**Data entries**

☆ ☆ ☆ ☆

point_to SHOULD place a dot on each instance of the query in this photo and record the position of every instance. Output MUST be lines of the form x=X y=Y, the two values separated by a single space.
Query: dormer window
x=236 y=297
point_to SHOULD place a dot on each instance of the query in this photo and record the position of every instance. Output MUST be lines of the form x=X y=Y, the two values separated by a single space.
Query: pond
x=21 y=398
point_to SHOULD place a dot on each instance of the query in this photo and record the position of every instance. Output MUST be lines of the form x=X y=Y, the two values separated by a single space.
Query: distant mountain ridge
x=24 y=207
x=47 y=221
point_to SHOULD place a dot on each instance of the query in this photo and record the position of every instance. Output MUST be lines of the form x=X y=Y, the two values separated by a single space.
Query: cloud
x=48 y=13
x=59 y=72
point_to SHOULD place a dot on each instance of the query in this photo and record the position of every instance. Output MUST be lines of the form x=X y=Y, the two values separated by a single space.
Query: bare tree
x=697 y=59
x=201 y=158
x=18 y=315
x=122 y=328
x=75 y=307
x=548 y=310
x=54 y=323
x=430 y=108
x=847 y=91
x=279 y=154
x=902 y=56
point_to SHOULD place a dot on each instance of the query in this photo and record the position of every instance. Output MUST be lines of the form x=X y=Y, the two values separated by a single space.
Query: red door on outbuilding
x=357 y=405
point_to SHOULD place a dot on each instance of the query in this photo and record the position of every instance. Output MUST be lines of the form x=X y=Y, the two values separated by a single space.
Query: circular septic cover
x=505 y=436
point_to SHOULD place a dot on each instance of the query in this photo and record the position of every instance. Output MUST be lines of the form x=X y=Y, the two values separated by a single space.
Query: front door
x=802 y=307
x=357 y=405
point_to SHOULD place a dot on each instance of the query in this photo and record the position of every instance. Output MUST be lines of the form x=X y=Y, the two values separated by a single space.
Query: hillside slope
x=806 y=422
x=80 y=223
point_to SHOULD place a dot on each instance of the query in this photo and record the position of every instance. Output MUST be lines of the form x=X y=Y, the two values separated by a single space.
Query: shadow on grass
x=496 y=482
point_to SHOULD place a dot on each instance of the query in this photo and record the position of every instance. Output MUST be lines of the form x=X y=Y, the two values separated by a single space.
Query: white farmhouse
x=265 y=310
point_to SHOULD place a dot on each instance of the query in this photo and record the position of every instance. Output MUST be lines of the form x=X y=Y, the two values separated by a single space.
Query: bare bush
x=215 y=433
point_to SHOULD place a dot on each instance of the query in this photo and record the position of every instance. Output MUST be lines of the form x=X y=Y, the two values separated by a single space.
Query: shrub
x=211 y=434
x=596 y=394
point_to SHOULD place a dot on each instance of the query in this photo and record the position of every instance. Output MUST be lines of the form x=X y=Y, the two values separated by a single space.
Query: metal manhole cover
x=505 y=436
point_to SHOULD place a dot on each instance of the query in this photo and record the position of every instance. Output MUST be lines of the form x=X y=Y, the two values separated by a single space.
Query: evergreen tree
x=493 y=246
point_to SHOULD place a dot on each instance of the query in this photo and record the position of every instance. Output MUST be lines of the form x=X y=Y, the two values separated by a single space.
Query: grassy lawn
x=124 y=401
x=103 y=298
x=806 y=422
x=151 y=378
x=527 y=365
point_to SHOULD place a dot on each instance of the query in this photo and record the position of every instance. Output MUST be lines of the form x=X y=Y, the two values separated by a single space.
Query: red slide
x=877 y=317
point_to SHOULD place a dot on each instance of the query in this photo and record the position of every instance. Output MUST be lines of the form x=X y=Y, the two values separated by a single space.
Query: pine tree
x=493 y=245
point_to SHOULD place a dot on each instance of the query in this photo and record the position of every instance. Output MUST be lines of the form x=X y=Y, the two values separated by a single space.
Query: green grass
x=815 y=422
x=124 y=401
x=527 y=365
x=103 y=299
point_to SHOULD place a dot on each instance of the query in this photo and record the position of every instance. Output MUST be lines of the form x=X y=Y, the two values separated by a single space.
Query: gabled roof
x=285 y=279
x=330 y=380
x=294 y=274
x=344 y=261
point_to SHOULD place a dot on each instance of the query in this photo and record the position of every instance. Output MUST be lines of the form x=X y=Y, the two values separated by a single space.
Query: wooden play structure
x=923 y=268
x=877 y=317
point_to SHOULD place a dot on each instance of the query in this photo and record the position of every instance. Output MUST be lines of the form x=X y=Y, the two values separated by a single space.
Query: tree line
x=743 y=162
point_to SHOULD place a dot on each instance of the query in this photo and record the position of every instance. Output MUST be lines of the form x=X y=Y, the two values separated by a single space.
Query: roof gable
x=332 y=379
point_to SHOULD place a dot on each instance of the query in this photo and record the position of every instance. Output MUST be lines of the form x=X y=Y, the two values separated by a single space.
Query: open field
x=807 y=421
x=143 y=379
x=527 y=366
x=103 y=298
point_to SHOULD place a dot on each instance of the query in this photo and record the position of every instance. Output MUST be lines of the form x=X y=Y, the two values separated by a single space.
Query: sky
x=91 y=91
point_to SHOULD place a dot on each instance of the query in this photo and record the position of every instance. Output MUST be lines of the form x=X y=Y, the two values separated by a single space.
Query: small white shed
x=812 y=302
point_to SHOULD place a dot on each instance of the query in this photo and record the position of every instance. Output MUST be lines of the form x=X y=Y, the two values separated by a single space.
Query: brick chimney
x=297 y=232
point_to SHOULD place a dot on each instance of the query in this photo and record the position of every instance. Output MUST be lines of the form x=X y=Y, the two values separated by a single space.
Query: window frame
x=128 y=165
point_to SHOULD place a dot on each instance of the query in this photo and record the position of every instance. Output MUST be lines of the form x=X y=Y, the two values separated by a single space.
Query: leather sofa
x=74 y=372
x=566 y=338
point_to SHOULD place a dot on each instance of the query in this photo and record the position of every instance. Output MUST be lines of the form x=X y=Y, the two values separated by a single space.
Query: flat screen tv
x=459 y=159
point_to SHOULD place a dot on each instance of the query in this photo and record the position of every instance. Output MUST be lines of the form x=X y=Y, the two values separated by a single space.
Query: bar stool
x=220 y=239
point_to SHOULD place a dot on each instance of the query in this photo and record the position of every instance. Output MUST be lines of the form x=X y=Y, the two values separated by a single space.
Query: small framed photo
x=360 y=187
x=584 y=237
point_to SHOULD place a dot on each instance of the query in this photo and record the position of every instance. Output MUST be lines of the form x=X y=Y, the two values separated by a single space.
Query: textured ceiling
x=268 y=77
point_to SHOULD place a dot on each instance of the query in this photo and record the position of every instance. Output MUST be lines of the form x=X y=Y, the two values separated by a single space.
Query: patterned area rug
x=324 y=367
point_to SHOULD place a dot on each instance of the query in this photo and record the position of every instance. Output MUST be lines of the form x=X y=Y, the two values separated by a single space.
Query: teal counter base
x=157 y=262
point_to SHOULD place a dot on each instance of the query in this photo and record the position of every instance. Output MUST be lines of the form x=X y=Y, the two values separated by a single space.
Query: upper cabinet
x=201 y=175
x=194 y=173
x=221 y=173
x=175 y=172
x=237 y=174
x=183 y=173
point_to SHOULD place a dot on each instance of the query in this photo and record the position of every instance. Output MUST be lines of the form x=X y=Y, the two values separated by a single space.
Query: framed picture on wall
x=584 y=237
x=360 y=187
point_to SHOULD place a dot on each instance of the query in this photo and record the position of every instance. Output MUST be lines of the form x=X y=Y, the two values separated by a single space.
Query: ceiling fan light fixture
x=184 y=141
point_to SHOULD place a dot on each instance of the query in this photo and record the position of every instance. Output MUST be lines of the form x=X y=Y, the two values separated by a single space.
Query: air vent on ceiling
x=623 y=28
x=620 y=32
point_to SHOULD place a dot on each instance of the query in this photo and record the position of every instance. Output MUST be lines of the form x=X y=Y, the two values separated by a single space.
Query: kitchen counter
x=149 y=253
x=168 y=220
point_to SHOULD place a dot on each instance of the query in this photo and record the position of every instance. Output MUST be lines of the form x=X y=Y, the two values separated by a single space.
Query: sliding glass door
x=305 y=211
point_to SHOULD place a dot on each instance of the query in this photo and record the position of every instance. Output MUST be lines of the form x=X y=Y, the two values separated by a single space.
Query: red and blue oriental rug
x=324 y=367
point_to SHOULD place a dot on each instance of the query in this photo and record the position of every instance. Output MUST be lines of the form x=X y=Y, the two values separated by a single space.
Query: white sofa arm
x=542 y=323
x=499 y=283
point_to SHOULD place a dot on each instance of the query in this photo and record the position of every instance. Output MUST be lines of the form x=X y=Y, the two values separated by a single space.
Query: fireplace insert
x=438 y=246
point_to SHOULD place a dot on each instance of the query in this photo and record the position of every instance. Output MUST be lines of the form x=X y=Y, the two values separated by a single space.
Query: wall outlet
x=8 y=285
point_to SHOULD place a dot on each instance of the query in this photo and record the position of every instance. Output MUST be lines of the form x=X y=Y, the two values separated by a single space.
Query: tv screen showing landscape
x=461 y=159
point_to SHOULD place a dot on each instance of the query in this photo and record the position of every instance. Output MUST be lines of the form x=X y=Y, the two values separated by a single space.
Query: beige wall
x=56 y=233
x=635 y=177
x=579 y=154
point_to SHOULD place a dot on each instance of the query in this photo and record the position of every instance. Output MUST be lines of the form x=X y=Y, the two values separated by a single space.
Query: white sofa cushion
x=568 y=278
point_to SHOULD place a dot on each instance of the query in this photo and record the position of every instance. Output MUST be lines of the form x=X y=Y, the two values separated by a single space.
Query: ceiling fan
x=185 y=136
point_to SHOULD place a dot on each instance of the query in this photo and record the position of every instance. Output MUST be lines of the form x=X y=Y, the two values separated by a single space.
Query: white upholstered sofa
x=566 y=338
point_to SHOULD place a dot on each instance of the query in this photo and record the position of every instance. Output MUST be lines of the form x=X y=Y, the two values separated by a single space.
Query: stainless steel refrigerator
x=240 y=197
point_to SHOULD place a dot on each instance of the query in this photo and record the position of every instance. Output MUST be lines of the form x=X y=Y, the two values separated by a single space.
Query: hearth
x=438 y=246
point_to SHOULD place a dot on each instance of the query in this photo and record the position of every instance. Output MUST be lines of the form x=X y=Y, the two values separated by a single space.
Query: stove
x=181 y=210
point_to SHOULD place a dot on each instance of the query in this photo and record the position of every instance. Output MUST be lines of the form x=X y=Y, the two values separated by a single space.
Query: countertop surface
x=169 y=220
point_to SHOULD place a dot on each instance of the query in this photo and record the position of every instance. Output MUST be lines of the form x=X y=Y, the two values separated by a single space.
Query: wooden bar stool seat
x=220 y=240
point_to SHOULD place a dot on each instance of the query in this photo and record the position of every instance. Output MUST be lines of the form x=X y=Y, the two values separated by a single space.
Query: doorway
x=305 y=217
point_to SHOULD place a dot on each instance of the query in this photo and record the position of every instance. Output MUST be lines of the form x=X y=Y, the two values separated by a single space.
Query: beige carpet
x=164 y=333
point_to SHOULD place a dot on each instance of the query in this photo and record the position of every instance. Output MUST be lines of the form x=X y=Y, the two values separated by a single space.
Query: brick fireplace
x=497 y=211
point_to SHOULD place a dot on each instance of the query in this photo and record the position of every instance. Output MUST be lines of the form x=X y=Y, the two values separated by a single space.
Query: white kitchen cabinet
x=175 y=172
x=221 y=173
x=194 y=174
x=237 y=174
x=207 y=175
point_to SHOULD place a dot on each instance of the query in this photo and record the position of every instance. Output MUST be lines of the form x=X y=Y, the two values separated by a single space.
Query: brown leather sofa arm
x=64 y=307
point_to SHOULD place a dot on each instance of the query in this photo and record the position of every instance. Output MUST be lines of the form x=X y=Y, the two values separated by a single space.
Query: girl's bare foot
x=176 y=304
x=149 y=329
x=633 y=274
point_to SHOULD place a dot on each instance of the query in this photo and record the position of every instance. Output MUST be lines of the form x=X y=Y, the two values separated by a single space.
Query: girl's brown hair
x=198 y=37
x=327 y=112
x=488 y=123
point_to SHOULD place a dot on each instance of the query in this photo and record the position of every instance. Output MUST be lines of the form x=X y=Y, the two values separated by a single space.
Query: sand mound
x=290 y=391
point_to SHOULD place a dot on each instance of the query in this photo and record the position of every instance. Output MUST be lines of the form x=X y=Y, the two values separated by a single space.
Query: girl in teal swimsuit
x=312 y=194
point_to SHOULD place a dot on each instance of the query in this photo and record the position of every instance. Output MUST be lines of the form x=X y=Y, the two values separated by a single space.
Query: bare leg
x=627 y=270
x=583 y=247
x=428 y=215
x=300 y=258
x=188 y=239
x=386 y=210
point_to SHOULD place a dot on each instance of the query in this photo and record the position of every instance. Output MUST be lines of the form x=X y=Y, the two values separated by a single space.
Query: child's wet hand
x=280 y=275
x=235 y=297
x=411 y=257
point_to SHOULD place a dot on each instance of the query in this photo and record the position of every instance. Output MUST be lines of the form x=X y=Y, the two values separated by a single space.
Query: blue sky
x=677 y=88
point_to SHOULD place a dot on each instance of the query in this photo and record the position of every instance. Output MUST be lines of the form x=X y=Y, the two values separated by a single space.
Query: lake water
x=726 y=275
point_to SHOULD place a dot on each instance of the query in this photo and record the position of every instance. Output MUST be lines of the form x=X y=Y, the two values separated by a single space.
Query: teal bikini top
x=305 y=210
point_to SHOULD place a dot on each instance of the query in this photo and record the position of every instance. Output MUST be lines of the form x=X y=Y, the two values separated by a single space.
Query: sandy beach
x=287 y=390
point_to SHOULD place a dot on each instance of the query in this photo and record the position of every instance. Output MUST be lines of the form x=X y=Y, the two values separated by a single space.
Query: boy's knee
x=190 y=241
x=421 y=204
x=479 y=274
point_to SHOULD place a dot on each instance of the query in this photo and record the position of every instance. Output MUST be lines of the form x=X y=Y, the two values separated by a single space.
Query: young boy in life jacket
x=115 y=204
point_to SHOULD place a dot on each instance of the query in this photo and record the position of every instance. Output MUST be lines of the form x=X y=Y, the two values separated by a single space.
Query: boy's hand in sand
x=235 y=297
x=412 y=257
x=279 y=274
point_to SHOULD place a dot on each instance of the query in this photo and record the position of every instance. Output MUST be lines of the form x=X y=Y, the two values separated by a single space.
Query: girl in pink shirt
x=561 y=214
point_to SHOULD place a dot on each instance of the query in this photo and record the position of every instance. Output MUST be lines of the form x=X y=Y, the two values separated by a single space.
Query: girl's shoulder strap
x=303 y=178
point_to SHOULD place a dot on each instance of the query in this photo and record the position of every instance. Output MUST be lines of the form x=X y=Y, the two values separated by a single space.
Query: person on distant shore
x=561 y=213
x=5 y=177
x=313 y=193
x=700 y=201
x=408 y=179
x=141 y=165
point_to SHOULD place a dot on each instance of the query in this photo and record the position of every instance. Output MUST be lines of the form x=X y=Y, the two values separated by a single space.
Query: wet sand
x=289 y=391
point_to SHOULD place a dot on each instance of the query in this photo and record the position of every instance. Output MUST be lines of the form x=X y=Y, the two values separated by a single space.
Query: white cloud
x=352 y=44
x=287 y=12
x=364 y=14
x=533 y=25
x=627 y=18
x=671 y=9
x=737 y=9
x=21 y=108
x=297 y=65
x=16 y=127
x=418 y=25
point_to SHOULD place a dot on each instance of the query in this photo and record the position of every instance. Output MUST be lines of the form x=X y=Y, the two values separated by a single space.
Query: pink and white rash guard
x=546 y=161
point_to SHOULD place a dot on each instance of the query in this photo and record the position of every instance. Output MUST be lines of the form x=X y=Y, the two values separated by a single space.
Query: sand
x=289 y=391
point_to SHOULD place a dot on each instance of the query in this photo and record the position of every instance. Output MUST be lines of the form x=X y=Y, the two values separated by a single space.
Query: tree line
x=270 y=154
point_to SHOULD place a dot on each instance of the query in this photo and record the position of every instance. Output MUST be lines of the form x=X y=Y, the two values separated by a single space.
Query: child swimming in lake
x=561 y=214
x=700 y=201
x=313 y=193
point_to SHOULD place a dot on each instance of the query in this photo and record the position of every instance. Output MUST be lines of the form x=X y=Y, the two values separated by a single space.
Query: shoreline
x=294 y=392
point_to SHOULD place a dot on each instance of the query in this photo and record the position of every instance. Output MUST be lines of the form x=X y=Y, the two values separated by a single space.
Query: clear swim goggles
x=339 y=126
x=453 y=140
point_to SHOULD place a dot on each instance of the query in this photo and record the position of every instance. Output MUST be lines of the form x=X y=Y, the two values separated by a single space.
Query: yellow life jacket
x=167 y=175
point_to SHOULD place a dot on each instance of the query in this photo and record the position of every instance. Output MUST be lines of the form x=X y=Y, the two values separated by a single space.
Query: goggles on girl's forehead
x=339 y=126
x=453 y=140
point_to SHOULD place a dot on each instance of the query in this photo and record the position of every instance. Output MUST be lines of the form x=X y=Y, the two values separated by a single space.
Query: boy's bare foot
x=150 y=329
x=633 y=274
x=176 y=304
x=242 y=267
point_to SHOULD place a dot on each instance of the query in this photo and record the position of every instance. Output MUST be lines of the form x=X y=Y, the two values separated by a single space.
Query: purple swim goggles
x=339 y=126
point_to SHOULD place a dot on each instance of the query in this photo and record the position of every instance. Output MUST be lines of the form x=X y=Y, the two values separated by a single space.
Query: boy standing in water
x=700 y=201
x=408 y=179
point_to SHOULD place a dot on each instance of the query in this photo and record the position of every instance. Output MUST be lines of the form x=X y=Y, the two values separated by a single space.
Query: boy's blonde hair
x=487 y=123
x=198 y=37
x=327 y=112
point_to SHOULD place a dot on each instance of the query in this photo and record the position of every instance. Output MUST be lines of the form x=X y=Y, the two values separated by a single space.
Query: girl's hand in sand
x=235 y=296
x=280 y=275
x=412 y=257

☆ ☆ ☆ ☆

**Problem statement**
Please give the number of lines in the items above that contain the string "ceiling", counting only matches with the same case, and reply with that number alone.

**Completed task**
4